▶ PROVIDED TEXT
↓↓↓

Handling Dynamic Content

Single-Page Applications

SPAs often load data after the initial HTML. The page source is just a <div id="root"></div> with a JavaScript bundle. Puppeteer handles this by default since it runs the JavaScript, but you need to wait for the right moment.

javascript
// Wait for data to render (not just the shell)
await page.waitForFunction(
  () => document.querySelectorAll('.product-card').length > 0,
  { timeout: 15000 }
);

Infinite Scroll

Many sites load content as you scroll down. You need to simulate scrolling and wait for new items to appear.

javascript
async function scrapeInfiniteScroll(page, maxItems = 100) {
  let items = [];
  let previousHeight = 0;

  while (items.length < maxItems) {
    // Scroll to bottom
    previousHeight = await page.evaluate(() => document.body.scrollHeight);
    await page.evaluate(() => window.scrollTo(0, document.body.scrollHeight));

    // Wait for new content to load
    try {
      await page.waitForFunction(
        `document.body.scrollHeight > ${previousHeight}`,
        { timeout: 5000 }
      );
    } catch {
      break; // No more content to load
    }

    // Small delay for rendering
    await new Promise(r => setTimeout(r, 1000));

    // Extract current items
    items = await page.evaluate(() =>
      [...document.querySelectorAll('.item')].map(el => ({
        name: el.querySelector('.name')?.textContent.trim(),
        price: el.querySelector('.price')?.textContent.trim(),
      }))

↑↑↑

▶ TASK GOAL
Reproduce word for word everything in the passage on handling dynamic content from "Handling Dynamic Content" down to "the right moment.".

▶ STORED RECORDS
↓↓↓

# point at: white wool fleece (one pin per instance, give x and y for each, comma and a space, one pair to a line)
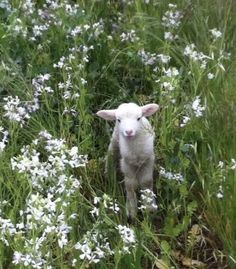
133, 139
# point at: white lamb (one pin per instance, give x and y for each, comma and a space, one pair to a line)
133, 139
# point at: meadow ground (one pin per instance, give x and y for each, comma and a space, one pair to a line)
61, 62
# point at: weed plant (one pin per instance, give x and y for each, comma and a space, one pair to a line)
61, 61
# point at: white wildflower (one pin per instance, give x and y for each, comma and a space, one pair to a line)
197, 108
127, 234
210, 76
215, 33
130, 36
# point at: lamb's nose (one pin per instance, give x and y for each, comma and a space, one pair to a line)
129, 132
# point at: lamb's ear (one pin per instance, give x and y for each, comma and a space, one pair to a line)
149, 109
107, 114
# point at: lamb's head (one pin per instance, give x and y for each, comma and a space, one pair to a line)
129, 117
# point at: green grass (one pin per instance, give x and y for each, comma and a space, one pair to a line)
193, 227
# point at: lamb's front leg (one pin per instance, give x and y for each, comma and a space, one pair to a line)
145, 179
130, 187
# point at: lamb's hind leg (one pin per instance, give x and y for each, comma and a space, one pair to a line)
130, 187
145, 179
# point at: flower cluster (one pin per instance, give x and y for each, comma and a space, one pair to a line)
60, 158
47, 205
170, 175
130, 36
14, 110
4, 138
94, 247
19, 111
150, 59
104, 202
171, 21
215, 33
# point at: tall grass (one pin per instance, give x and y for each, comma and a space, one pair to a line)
65, 60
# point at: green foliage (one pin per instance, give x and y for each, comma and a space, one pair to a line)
61, 62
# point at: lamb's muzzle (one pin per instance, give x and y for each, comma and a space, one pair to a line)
132, 140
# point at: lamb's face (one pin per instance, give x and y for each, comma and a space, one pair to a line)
129, 119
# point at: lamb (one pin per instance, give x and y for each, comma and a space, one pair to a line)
133, 139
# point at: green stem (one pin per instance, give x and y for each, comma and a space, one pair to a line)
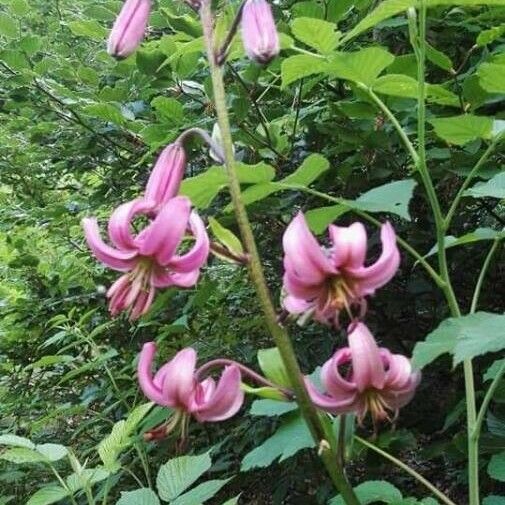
279, 334
468, 180
400, 464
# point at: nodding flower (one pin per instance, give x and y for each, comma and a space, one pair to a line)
149, 259
320, 282
365, 378
129, 28
259, 34
177, 385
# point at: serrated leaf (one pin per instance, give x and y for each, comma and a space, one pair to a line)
178, 474
291, 437
144, 496
373, 491
316, 33
363, 66
462, 129
48, 495
201, 493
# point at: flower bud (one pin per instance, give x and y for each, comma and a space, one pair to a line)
259, 34
129, 28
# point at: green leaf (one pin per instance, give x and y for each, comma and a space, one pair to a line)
362, 66
291, 437
271, 364
496, 467
22, 455
479, 334
144, 496
201, 493
8, 26
299, 66
47, 495
492, 77
168, 109
316, 33
373, 491
88, 28
15, 441
440, 341
462, 129
271, 408
178, 474
494, 188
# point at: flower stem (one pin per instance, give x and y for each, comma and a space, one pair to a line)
278, 333
400, 464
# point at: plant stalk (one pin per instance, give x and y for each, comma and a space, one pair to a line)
257, 276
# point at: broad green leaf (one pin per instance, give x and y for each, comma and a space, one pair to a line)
201, 493
440, 341
88, 28
462, 129
178, 474
47, 495
492, 77
292, 436
15, 441
271, 408
496, 467
271, 365
316, 33
494, 188
22, 455
373, 491
143, 496
299, 66
363, 66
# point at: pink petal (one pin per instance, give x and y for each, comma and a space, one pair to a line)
162, 237
367, 366
348, 245
304, 257
145, 377
197, 256
225, 401
166, 177
129, 28
123, 261
335, 406
120, 222
376, 275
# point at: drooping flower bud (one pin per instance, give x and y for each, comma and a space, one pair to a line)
259, 34
129, 28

↑↑↑

▶ OUTPUT
Handling Dynamic Content

Single-Page Applications

SPAs often load data after the initial HTML. The page source is just a <div id="root"></div> with a JavaScript bundle. Puppeteer handles this by default since it runs the JavaScript, but you need to wait for the right moment.